__HOW TO COMPLETE THIS TASK__
In the post about research misconduct, which three forms of research misconduct does it list?

[Opening PASSAGE FOR REVIEW section]

I've been sitting on a major topic that I think the non-scientist public needs a primer on, with particular significance to COVID-19 research.

That topic: Research Misconduct
https://ori.hhs.gov/definition-misconduct

And what to do about papers that are found to have engaged in misconduct.
... because the editorial had been written by innocent parties who were not aware of the data issues, @TheLancet published a new editorial to explain what had transpired - in order to rightfully preserve the reputations of scientists who had been misled. https://retractionwatch.com/2018/03/29/a-new-publishing-approach-retract-and-replace-is-having-growing-pains/
According to the @HHS_ORI, research misconduct comes in 3 forms (1) fabrication=made-up s**t, (2) falsification=manipulating, changing, omitting data or results > inaccurate representation in the research record, (3) plagiarism=taking someone's ideas/results without attribution.
The first two are especially pernicious because they can mislead the entire scientific community, wasting millions of taxpayer $$$ and (prime) years of research by brilliant and/or hardworking scientists. I didn't get an education in this until I moved to Boston.
But the last one can also be dangerous, especially in the form of deliberate self-plagiarism. For example, publishing the same data again and again as new and separate data. This misleads the entire field into thinking that there are many many instances of the same phenomenon.

[Closing PASSAGE FOR REVIEW section]
[Opening MATERIAL SUPPLIED section]

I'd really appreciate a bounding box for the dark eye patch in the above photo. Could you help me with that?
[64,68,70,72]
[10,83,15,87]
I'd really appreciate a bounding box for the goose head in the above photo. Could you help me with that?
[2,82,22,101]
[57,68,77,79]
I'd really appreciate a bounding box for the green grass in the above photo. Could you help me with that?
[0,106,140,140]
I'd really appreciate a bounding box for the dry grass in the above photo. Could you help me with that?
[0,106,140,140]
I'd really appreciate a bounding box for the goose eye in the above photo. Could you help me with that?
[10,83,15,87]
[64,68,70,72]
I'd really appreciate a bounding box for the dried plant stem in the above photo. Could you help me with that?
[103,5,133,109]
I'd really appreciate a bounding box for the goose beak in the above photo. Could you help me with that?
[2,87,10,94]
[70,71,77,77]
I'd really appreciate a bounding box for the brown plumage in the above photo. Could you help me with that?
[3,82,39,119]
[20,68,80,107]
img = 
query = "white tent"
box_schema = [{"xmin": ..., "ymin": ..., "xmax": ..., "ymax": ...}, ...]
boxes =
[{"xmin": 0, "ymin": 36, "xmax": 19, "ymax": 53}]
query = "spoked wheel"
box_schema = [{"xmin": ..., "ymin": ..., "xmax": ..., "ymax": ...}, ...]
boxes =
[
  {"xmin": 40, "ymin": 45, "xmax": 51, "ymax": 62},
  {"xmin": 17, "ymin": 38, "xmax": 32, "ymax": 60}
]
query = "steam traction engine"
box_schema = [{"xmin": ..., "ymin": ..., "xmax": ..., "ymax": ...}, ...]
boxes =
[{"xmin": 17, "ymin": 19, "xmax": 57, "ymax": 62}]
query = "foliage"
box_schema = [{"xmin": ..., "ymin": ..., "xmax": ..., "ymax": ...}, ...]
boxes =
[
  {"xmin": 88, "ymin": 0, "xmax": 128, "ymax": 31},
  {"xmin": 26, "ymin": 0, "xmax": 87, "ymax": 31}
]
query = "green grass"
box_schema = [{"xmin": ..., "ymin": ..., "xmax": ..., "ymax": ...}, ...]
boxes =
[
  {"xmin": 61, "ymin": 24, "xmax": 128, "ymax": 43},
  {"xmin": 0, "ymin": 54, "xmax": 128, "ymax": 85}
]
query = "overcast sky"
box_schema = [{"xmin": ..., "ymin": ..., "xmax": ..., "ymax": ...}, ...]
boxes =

[Closing MATERIAL SUPPLIED section]

__EXERCISE SOLUTION__
Fabrication, falsification, and plagiarism.